#### JOB:
Please filter the rows below and copy out every line containing the string "Locate". Case counts.

#### EXCERPTED RECORDS:

━━━━━━━━

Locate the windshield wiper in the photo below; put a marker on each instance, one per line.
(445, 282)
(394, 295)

━━━━━━━━

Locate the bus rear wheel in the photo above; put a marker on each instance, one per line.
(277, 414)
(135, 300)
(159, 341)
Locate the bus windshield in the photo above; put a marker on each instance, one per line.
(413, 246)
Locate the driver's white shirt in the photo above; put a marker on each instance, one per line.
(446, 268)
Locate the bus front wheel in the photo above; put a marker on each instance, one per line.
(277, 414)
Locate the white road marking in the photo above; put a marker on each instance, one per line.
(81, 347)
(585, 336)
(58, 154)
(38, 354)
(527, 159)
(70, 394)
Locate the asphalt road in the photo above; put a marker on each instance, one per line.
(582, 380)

━━━━━━━━

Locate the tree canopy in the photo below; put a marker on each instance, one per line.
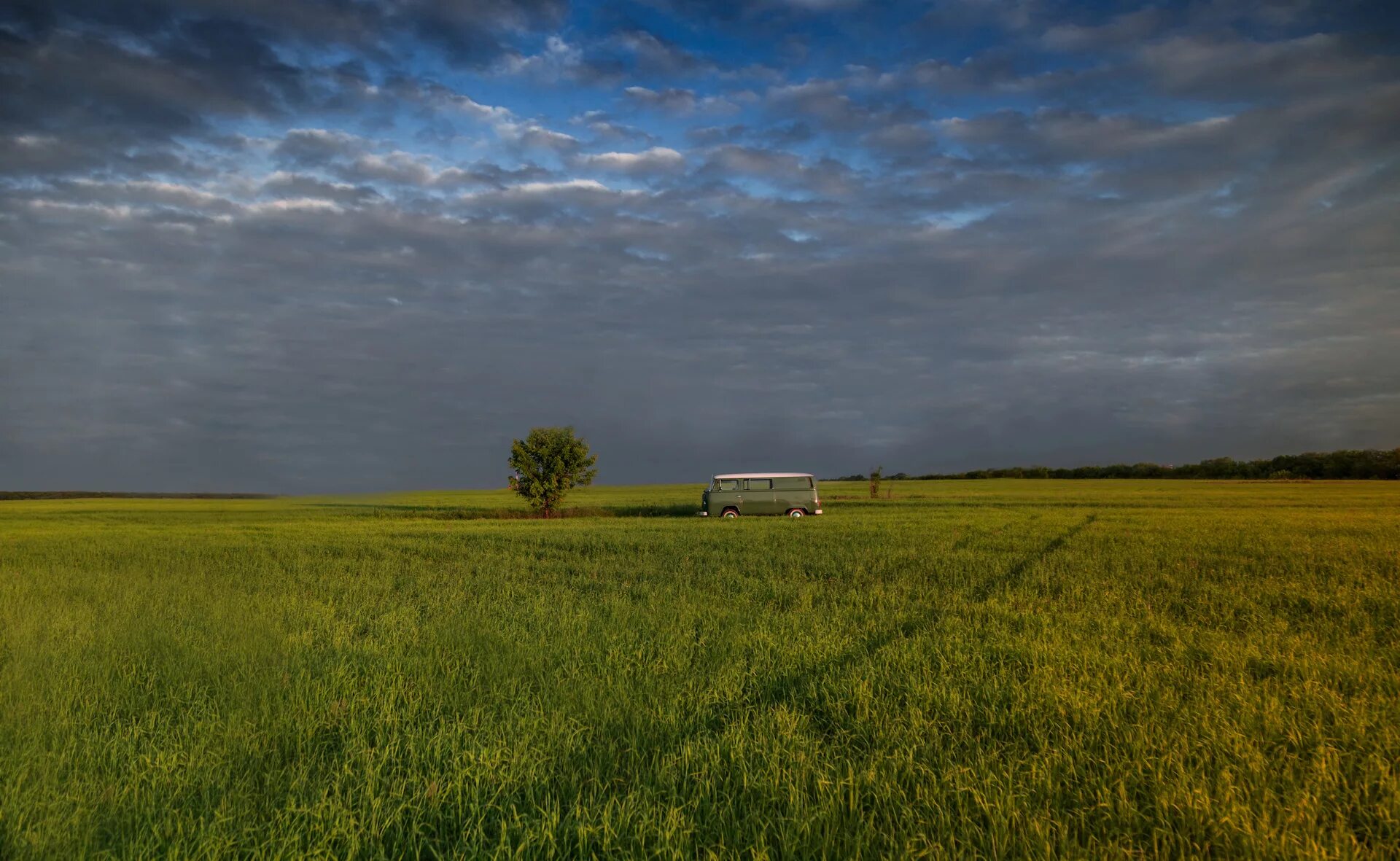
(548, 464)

━━━━━━━━

#### OUTPUT OF THE EXERCISE:
Locate the windshield wiper in the photo below; put a marker on each instance, one per line.
Locate the bus rear wheel in the photo above; put a marker on each instance, one per line.
Locate the bus windshield in the photo above; put a marker on each instance, one per line.
Locate the driver's white shirt in the photo above; put a marker on each instance, one per line.
Locate the bus front wheel in the photo above; put a marker on each instance, one per line.
Locate the white road marking in the photo above; put a marker on each instance, one per line.
Locate the asphalt road in the photo above; put a marker on each instance, one per line.
Locate the tree canopy in the photo below; put a marker on each instance, one per line.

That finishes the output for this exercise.